TASK TO CARRY OUT: The answer must be an exact copy of the entries below, with no images in it.
___ THE DATA ___
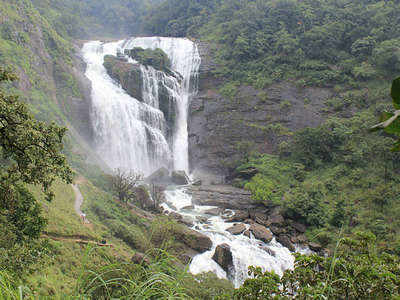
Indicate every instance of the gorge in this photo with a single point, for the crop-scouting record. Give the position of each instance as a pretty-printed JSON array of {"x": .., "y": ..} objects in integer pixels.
[{"x": 140, "y": 122}]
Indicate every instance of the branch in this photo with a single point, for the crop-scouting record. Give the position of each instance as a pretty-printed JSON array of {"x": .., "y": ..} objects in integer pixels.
[{"x": 387, "y": 123}]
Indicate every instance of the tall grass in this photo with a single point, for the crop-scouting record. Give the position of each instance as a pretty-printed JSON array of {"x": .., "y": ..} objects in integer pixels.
[
  {"x": 161, "y": 279},
  {"x": 9, "y": 289}
]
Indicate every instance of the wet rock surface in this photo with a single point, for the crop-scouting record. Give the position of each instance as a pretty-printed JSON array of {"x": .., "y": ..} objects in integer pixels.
[
  {"x": 224, "y": 196},
  {"x": 223, "y": 257},
  {"x": 237, "y": 229},
  {"x": 261, "y": 233}
]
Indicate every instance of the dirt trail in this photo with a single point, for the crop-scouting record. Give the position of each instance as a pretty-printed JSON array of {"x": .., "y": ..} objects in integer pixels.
[{"x": 78, "y": 203}]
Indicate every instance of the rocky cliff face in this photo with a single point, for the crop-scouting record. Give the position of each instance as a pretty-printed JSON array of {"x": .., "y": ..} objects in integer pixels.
[{"x": 219, "y": 126}]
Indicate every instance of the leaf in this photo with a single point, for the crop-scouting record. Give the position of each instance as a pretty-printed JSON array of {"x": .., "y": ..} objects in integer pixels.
[{"x": 395, "y": 93}]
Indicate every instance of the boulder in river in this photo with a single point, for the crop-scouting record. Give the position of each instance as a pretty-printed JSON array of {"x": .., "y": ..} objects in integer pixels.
[
  {"x": 285, "y": 241},
  {"x": 315, "y": 247},
  {"x": 180, "y": 178},
  {"x": 237, "y": 229},
  {"x": 214, "y": 211},
  {"x": 140, "y": 258},
  {"x": 161, "y": 176},
  {"x": 299, "y": 227},
  {"x": 223, "y": 257},
  {"x": 239, "y": 216},
  {"x": 194, "y": 239},
  {"x": 261, "y": 233}
]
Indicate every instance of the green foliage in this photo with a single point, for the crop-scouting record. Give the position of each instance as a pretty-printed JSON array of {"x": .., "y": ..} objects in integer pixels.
[
  {"x": 155, "y": 58},
  {"x": 356, "y": 271},
  {"x": 257, "y": 42}
]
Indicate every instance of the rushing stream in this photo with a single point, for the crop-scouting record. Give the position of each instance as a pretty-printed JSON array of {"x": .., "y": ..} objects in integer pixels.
[{"x": 131, "y": 134}]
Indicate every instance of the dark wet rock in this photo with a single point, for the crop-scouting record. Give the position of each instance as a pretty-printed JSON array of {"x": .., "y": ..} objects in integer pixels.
[
  {"x": 176, "y": 216},
  {"x": 197, "y": 182},
  {"x": 315, "y": 247},
  {"x": 140, "y": 258},
  {"x": 261, "y": 233},
  {"x": 269, "y": 251},
  {"x": 277, "y": 230},
  {"x": 128, "y": 75},
  {"x": 161, "y": 176},
  {"x": 299, "y": 227},
  {"x": 187, "y": 221},
  {"x": 214, "y": 211},
  {"x": 193, "y": 239},
  {"x": 224, "y": 196},
  {"x": 142, "y": 196},
  {"x": 237, "y": 229},
  {"x": 249, "y": 221},
  {"x": 285, "y": 241},
  {"x": 276, "y": 220},
  {"x": 239, "y": 216},
  {"x": 189, "y": 207},
  {"x": 223, "y": 257},
  {"x": 187, "y": 256},
  {"x": 300, "y": 239},
  {"x": 260, "y": 218},
  {"x": 179, "y": 178},
  {"x": 202, "y": 219}
]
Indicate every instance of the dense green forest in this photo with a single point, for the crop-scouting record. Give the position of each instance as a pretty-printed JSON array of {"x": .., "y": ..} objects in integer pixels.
[{"x": 340, "y": 179}]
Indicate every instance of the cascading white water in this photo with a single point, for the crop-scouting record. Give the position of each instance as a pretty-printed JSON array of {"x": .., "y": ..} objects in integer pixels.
[
  {"x": 133, "y": 135},
  {"x": 130, "y": 134},
  {"x": 185, "y": 60},
  {"x": 246, "y": 251}
]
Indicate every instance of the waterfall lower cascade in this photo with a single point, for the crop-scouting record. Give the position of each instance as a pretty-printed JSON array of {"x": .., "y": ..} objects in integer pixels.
[
  {"x": 134, "y": 135},
  {"x": 130, "y": 134},
  {"x": 246, "y": 251}
]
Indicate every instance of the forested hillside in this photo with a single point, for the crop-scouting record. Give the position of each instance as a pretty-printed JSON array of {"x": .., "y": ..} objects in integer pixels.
[
  {"x": 338, "y": 174},
  {"x": 288, "y": 93}
]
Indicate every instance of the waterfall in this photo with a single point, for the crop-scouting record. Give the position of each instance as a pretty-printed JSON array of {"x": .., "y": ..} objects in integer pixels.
[
  {"x": 185, "y": 59},
  {"x": 134, "y": 135},
  {"x": 246, "y": 251}
]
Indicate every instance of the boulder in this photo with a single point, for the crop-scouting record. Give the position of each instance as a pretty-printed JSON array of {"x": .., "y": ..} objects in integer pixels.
[
  {"x": 276, "y": 220},
  {"x": 224, "y": 196},
  {"x": 269, "y": 251},
  {"x": 315, "y": 247},
  {"x": 237, "y": 229},
  {"x": 140, "y": 258},
  {"x": 197, "y": 182},
  {"x": 261, "y": 233},
  {"x": 128, "y": 75},
  {"x": 277, "y": 230},
  {"x": 175, "y": 215},
  {"x": 189, "y": 207},
  {"x": 285, "y": 241},
  {"x": 187, "y": 221},
  {"x": 161, "y": 176},
  {"x": 214, "y": 211},
  {"x": 180, "y": 178},
  {"x": 300, "y": 239},
  {"x": 249, "y": 221},
  {"x": 239, "y": 216},
  {"x": 193, "y": 239},
  {"x": 299, "y": 227},
  {"x": 260, "y": 218},
  {"x": 142, "y": 196},
  {"x": 223, "y": 257}
]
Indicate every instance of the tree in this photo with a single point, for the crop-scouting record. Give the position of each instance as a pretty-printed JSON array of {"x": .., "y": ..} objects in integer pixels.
[
  {"x": 390, "y": 121},
  {"x": 356, "y": 271},
  {"x": 31, "y": 154},
  {"x": 124, "y": 183}
]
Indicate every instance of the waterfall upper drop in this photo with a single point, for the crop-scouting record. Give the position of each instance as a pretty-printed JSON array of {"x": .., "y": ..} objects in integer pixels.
[{"x": 135, "y": 134}]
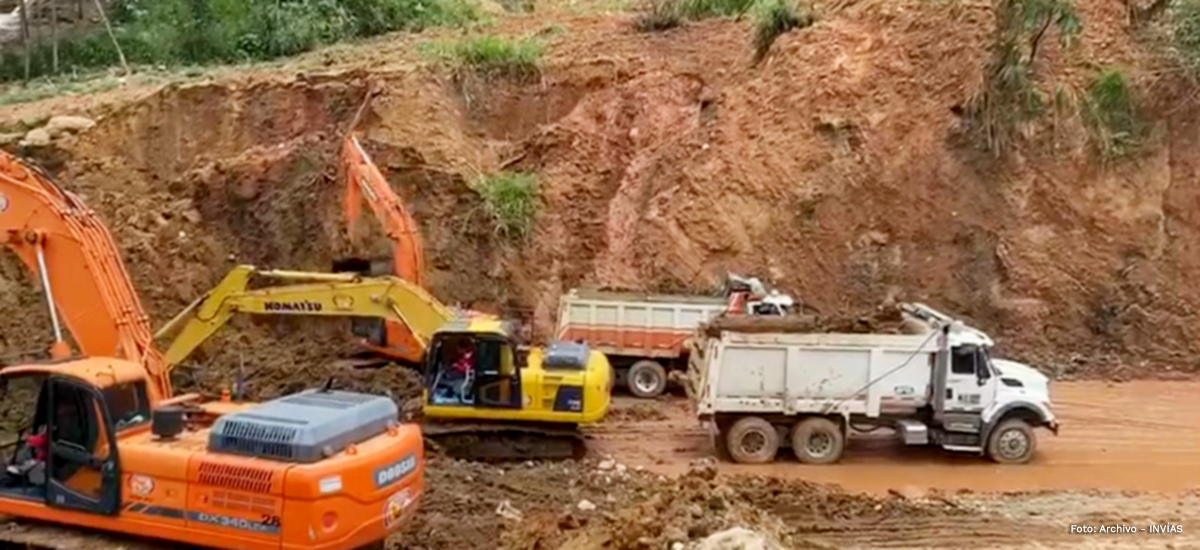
___
EXERCISE RESULT:
Indicate every instance of the gorge in this photo with a single point, for the crop-scouting record. Give the position of each instance as a pretty-printed JSON array of {"x": .., "y": ..} objects in integer pixels.
[{"x": 140, "y": 122}]
Indicate every instance of the branch in this photo with a single point, for the crop-scouting record. Give the position of each instance as a pretty-printed JSON array of {"x": .., "y": ..} objects in integer pixels.
[{"x": 387, "y": 123}]
Indicate every instance of the tall grass in this photo with a single point, for the crop-scouting record. Give the position of each instance as a pretty-printed JSON array of {"x": .., "y": ..} objects in integer pixels.
[
  {"x": 161, "y": 279},
  {"x": 9, "y": 289}
]
Indicate every instance of the wet rock surface in this photo with a single point, for the crop-scouting record. Give the position of each instance as a pretty-printed JSON array of {"x": .., "y": ..} objects in integer pixels.
[
  {"x": 224, "y": 196},
  {"x": 223, "y": 257},
  {"x": 237, "y": 229},
  {"x": 261, "y": 233}
]
Indicate every instance of the dirt trail in this photo with a single point, for the crop-scouting record. Give the position of each instance as a pretty-printed JSON array of {"x": .., "y": ..} objects in integer pixels.
[{"x": 78, "y": 203}]
Indicate every instance of the rocky cliff face in this photo with a single point, for the crop-scouting record. Give the position of each instance as a pretty-printed JSON array of {"x": .., "y": ..} objects in integer pixels.
[{"x": 219, "y": 126}]
Indicate every instance of the leaf in this photo with a single point, for the crop-scouting record. Give the position of each instance as a pretty-printed JSON array of {"x": .., "y": ..} objects in integer pixels.
[{"x": 395, "y": 93}]
Indicate every instance of the boulder in river in this photo with a single point, for the crop-scouting record. Give the position of each instance as a pretty-printed JSON array of {"x": .., "y": ..} objects in integer pixels.
[
  {"x": 285, "y": 241},
  {"x": 315, "y": 247},
  {"x": 180, "y": 178},
  {"x": 237, "y": 229},
  {"x": 214, "y": 211},
  {"x": 140, "y": 258},
  {"x": 161, "y": 176},
  {"x": 299, "y": 227},
  {"x": 223, "y": 257},
  {"x": 239, "y": 216},
  {"x": 194, "y": 239},
  {"x": 261, "y": 233}
]
Indicate every instance of the green foliage in this photo with a single point, for the crop-scouting record. Give the position of each instance as a pretty-printed JSON array of {"x": .., "y": ..} objects in integer pixels.
[
  {"x": 155, "y": 58},
  {"x": 356, "y": 271},
  {"x": 257, "y": 42}
]
Indicate every instance of the rushing stream in this photo with a single point, for the crop-scouting record. Give the position of each instance as a pretty-printed JSON array of {"x": .., "y": ..} objects in integer pixels.
[{"x": 131, "y": 134}]
Indicate every instance of the dark wet rock in this photo with a single point, for the crop-scouting record. Give the position of each instance as a pretty-printed JSON array of {"x": .., "y": ..} objects in integer pixels.
[
  {"x": 176, "y": 216},
  {"x": 197, "y": 182},
  {"x": 315, "y": 247},
  {"x": 140, "y": 258},
  {"x": 261, "y": 233},
  {"x": 269, "y": 251},
  {"x": 277, "y": 230},
  {"x": 128, "y": 75},
  {"x": 161, "y": 176},
  {"x": 299, "y": 227},
  {"x": 187, "y": 221},
  {"x": 214, "y": 211},
  {"x": 193, "y": 239},
  {"x": 224, "y": 196},
  {"x": 142, "y": 196},
  {"x": 237, "y": 229},
  {"x": 249, "y": 221},
  {"x": 285, "y": 241},
  {"x": 276, "y": 220},
  {"x": 239, "y": 216},
  {"x": 189, "y": 207},
  {"x": 223, "y": 257},
  {"x": 187, "y": 256},
  {"x": 300, "y": 239},
  {"x": 260, "y": 218},
  {"x": 179, "y": 178},
  {"x": 202, "y": 219}
]
Indicate every instance of the dense green forest in this photo with a single point, for the crop-scouting record. Give the position of each instance as a pretty-printed JSON array of {"x": .., "y": ..} objects in integer pixels.
[{"x": 340, "y": 179}]
Indicate every instance of the cascading white water in this photo with a single point, for the crop-scouting record. Give the position of each instance as a pretty-printed JSON array of {"x": .., "y": ..} objects in integer pixels.
[
  {"x": 133, "y": 135},
  {"x": 130, "y": 134},
  {"x": 185, "y": 60},
  {"x": 246, "y": 251}
]
Indicate every instance of the waterfall lower cascade in this photo with a single point, for the crop-scouting record. Give the position of each instance as a pretty-printed JSON array of {"x": .., "y": ..} objects in integer pixels.
[
  {"x": 134, "y": 135},
  {"x": 130, "y": 134},
  {"x": 246, "y": 251}
]
Indicate every instance of the forested hillside in this photo with a single point, for the crop-scouting record. Give the position of each instance as a pretty-printed JSON array of {"x": .., "y": ..} objects in integer pixels.
[
  {"x": 338, "y": 174},
  {"x": 288, "y": 93}
]
Indicate every instance of the waterfall in this photo with a single point, for the crop-scouting record. Give the position of each instance as a pretty-printed JSON array of {"x": .., "y": ..} objects in integer pixels.
[
  {"x": 185, "y": 59},
  {"x": 134, "y": 135},
  {"x": 246, "y": 251}
]
Indicate every instance of the boulder in this photo with a single point, for the crop-scouting record. Give the position of each instance as a pretty-printed JSON array of {"x": .., "y": ..} objects in integer pixels.
[
  {"x": 276, "y": 220},
  {"x": 224, "y": 196},
  {"x": 269, "y": 251},
  {"x": 315, "y": 247},
  {"x": 237, "y": 229},
  {"x": 140, "y": 258},
  {"x": 197, "y": 182},
  {"x": 261, "y": 233},
  {"x": 128, "y": 75},
  {"x": 277, "y": 230},
  {"x": 175, "y": 215},
  {"x": 189, "y": 207},
  {"x": 285, "y": 241},
  {"x": 187, "y": 221},
  {"x": 161, "y": 176},
  {"x": 214, "y": 211},
  {"x": 180, "y": 178},
  {"x": 300, "y": 239},
  {"x": 249, "y": 221},
  {"x": 239, "y": 216},
  {"x": 193, "y": 239},
  {"x": 299, "y": 227},
  {"x": 260, "y": 218},
  {"x": 142, "y": 196},
  {"x": 223, "y": 257}
]
Indicate every instance of the tree in this photo with a single point, for the crop-scouting record. Give the position of each instance as a pretty-printed JSON array of {"x": .., "y": ..} objects in integer pixels.
[
  {"x": 390, "y": 121},
  {"x": 356, "y": 271},
  {"x": 31, "y": 154},
  {"x": 124, "y": 183}
]
Indicate every instance of the waterfall upper drop in this photo with a single point, for the crop-scouting record. Give the position of each instance as a pretty-printed JSON array of {"x": .., "y": ..} objects in integer pixels.
[{"x": 135, "y": 134}]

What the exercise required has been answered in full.